Task: Transcribe exactly, and only, the lines that run from the one containing "Target: person in dark suit" through the end of the records.

Segment Open

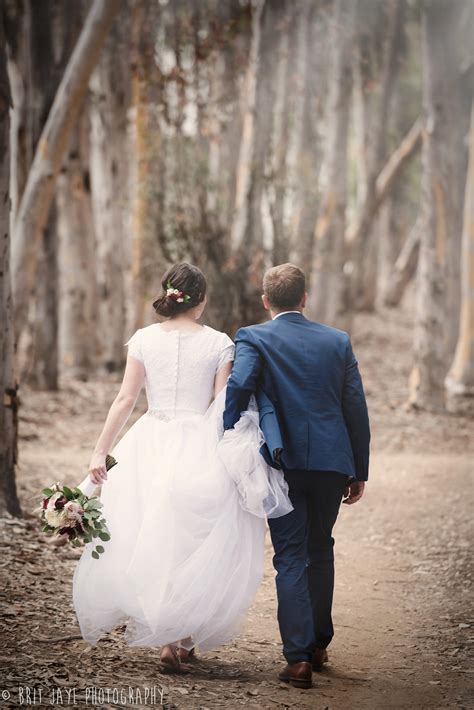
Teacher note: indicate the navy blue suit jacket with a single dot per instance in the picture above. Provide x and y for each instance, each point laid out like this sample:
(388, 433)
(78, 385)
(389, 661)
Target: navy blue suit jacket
(309, 391)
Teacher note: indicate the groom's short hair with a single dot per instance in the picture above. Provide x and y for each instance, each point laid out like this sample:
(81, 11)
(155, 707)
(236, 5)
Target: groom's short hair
(284, 286)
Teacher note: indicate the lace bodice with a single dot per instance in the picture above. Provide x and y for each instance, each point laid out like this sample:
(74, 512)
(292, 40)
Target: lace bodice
(180, 367)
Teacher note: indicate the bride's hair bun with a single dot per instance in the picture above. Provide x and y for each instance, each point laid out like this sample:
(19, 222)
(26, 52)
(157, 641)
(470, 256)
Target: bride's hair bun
(186, 279)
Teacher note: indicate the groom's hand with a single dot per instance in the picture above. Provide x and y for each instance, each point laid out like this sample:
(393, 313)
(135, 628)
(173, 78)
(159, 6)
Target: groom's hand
(354, 492)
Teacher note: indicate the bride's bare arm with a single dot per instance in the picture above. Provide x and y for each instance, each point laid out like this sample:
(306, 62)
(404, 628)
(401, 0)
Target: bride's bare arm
(119, 412)
(221, 378)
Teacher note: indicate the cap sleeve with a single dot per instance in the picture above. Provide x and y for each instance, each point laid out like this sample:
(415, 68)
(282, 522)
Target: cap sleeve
(226, 351)
(134, 346)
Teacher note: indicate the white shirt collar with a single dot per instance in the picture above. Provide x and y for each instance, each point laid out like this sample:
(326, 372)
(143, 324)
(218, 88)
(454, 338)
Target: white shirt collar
(283, 313)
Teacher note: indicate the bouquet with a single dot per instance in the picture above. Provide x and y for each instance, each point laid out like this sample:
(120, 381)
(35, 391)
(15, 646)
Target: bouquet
(70, 512)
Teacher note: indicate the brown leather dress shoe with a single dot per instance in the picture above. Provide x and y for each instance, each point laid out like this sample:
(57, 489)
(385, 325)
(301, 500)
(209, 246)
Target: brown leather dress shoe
(297, 674)
(320, 657)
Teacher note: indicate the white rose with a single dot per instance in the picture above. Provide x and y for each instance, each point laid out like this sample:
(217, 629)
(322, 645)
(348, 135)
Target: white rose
(73, 512)
(53, 500)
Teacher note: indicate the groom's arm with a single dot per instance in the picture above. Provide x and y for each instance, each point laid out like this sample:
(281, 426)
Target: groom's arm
(243, 379)
(354, 407)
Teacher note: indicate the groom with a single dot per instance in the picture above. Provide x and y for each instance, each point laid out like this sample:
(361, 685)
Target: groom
(316, 427)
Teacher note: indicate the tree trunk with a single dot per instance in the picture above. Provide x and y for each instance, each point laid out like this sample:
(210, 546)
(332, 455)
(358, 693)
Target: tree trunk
(460, 380)
(9, 404)
(316, 39)
(363, 247)
(277, 183)
(444, 159)
(405, 267)
(108, 175)
(78, 302)
(45, 66)
(147, 260)
(328, 294)
(247, 143)
(39, 190)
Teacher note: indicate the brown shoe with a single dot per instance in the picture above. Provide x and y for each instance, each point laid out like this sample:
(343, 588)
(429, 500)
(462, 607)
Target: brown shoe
(297, 674)
(170, 658)
(320, 657)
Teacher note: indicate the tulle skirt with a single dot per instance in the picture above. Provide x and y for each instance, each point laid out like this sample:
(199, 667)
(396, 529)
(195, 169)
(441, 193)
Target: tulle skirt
(186, 554)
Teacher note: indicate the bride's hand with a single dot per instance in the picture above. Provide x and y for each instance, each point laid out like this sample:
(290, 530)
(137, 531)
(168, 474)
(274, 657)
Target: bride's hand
(97, 469)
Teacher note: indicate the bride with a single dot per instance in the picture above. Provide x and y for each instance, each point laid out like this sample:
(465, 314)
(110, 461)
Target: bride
(185, 506)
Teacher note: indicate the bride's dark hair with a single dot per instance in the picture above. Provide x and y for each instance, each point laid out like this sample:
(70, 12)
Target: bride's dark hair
(185, 278)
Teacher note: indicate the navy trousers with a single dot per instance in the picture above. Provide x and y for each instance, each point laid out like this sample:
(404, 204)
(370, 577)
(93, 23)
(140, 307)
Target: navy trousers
(304, 561)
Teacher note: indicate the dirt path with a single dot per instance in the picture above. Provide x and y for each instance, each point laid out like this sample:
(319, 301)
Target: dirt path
(403, 606)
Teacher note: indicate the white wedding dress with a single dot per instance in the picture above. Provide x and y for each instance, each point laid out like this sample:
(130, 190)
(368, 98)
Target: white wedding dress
(185, 506)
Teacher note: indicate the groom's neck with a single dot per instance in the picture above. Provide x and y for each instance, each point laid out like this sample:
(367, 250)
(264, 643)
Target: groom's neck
(295, 309)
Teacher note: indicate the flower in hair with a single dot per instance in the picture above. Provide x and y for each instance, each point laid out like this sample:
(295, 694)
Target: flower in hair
(176, 295)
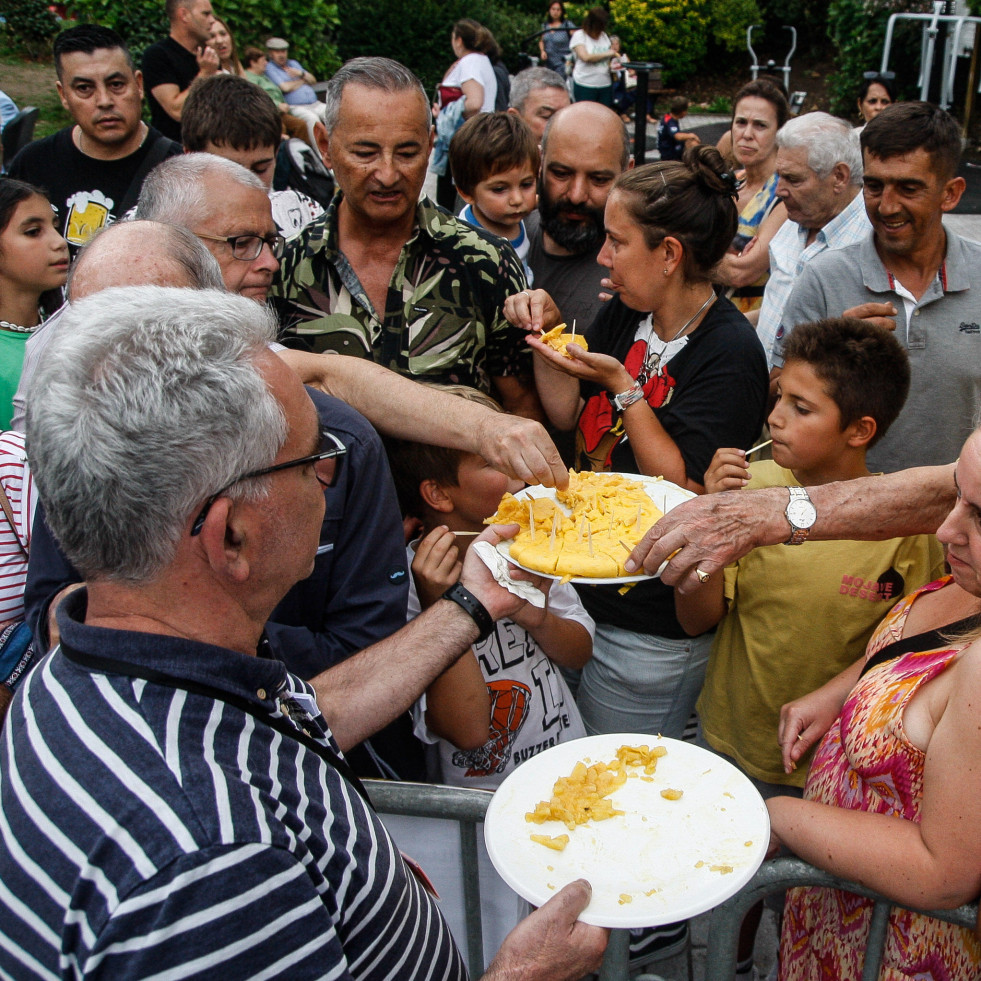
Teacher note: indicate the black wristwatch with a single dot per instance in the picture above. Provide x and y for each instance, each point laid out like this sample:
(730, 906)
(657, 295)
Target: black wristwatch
(459, 594)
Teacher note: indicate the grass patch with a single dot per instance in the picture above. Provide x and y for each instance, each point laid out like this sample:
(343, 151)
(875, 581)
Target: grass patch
(31, 83)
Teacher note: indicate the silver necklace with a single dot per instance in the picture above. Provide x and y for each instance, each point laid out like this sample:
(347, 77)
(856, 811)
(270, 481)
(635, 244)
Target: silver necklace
(652, 359)
(7, 325)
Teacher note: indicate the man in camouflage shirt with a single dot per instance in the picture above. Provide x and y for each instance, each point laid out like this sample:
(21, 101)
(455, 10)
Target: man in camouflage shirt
(387, 276)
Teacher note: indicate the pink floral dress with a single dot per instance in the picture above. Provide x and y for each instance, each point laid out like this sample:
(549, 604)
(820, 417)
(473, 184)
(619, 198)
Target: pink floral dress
(866, 763)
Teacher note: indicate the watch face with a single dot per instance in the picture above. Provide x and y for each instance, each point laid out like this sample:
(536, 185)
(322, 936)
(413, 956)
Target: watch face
(801, 514)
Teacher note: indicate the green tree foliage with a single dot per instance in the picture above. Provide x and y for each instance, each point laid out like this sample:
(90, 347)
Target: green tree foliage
(30, 25)
(418, 34)
(679, 33)
(309, 25)
(858, 30)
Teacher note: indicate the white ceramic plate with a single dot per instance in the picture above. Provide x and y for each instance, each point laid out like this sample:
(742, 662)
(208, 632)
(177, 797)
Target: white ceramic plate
(663, 493)
(662, 845)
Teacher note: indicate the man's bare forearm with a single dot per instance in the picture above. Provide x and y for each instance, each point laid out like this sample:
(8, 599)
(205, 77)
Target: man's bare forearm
(398, 406)
(910, 502)
(708, 533)
(367, 691)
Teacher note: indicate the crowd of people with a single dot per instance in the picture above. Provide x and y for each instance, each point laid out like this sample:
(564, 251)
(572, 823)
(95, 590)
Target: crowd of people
(263, 433)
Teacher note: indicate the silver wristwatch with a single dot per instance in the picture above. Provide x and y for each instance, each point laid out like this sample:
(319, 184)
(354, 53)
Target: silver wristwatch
(633, 394)
(801, 514)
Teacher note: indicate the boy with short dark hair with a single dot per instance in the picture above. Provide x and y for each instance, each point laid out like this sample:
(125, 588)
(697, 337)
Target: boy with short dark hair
(671, 141)
(793, 618)
(232, 118)
(494, 159)
(798, 616)
(504, 701)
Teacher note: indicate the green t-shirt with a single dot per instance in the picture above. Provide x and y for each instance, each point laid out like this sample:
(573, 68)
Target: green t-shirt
(11, 362)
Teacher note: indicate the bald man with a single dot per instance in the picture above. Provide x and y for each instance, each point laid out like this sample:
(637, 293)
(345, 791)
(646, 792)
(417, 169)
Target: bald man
(584, 149)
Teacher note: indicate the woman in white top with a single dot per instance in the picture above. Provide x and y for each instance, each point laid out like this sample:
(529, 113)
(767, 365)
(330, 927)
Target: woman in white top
(591, 80)
(472, 71)
(472, 75)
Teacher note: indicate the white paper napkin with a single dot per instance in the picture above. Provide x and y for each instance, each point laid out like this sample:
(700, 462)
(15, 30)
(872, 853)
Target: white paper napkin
(501, 571)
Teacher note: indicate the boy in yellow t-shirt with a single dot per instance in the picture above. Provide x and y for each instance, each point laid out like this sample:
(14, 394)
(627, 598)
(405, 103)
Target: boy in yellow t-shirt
(794, 617)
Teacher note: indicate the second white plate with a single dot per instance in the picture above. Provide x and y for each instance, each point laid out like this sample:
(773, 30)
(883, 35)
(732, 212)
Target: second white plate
(661, 861)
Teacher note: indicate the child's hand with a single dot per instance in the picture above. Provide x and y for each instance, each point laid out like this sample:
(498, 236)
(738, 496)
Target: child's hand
(727, 471)
(436, 565)
(530, 616)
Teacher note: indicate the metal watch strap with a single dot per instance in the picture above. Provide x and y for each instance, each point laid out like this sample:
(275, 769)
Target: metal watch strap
(459, 594)
(799, 500)
(633, 394)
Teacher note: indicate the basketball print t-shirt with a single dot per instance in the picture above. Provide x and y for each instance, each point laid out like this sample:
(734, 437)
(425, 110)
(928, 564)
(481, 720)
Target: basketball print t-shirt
(532, 708)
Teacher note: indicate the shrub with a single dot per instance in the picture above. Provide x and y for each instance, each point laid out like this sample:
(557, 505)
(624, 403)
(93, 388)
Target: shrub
(30, 25)
(678, 33)
(858, 30)
(309, 25)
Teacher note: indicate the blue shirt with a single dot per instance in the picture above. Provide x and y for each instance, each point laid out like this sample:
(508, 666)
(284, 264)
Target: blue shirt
(150, 828)
(355, 596)
(303, 95)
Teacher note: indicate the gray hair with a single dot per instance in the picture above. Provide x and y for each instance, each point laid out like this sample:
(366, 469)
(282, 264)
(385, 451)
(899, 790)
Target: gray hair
(374, 73)
(530, 80)
(196, 266)
(827, 140)
(150, 402)
(174, 191)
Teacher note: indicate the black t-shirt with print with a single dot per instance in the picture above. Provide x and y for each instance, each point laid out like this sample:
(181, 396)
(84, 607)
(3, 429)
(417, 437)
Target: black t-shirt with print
(88, 193)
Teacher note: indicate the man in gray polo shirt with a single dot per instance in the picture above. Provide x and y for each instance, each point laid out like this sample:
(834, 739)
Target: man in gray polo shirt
(912, 275)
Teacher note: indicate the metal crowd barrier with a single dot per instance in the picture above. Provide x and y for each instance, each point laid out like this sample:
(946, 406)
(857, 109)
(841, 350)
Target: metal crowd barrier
(468, 808)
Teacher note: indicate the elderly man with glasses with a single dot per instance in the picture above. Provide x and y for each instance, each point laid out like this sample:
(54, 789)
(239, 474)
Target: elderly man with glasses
(184, 794)
(357, 592)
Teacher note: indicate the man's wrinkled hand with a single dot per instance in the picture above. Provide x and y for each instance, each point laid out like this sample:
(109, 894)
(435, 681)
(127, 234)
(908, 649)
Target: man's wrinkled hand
(551, 944)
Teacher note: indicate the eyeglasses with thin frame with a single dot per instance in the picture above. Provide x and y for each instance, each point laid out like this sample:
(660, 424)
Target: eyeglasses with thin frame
(248, 247)
(331, 448)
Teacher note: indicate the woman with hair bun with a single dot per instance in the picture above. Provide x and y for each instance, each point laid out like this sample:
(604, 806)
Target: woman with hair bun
(672, 372)
(591, 79)
(472, 72)
(759, 110)
(875, 93)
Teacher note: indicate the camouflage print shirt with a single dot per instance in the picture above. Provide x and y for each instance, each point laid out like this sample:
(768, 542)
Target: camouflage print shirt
(444, 318)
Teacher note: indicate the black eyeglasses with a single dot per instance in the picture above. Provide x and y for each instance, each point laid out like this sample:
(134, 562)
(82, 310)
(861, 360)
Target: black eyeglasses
(248, 247)
(331, 448)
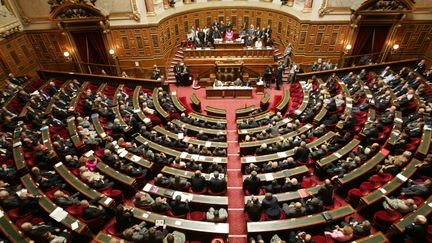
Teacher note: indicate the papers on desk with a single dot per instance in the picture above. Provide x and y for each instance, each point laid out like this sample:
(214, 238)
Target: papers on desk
(180, 135)
(89, 153)
(135, 158)
(74, 225)
(382, 190)
(268, 176)
(123, 153)
(159, 222)
(17, 144)
(184, 196)
(147, 187)
(282, 154)
(58, 214)
(401, 177)
(183, 155)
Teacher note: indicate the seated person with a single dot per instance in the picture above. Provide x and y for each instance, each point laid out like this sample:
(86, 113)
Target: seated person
(143, 200)
(400, 205)
(341, 234)
(270, 205)
(178, 207)
(217, 215)
(253, 209)
(229, 35)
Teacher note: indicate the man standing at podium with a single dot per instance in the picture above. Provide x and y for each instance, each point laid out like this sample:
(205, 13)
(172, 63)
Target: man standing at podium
(178, 70)
(279, 73)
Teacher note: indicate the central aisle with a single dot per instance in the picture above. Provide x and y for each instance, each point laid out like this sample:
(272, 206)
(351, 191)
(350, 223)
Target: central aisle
(237, 224)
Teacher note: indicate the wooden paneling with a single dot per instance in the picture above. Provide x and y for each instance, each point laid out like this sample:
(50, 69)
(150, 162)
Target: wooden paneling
(18, 56)
(413, 38)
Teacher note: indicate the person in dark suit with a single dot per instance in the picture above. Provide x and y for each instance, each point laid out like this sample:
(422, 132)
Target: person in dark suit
(270, 205)
(123, 217)
(155, 235)
(417, 231)
(160, 205)
(178, 207)
(252, 184)
(325, 193)
(36, 231)
(198, 182)
(253, 209)
(216, 183)
(274, 187)
(302, 153)
(90, 211)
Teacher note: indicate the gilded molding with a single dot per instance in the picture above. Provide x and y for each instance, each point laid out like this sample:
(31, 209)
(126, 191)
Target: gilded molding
(136, 15)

Segment Closed

Task response:
Target: person in dark suit
(270, 205)
(123, 217)
(155, 235)
(417, 231)
(160, 205)
(178, 207)
(252, 184)
(325, 193)
(36, 231)
(198, 182)
(253, 209)
(216, 183)
(274, 187)
(302, 153)
(90, 211)
Teacher note: indicate the gilded molding with a single dot per instance in the picture above. Provide x and y for each instance, each point laid out like this sample:
(31, 209)
(126, 191)
Target: gilded molding
(136, 15)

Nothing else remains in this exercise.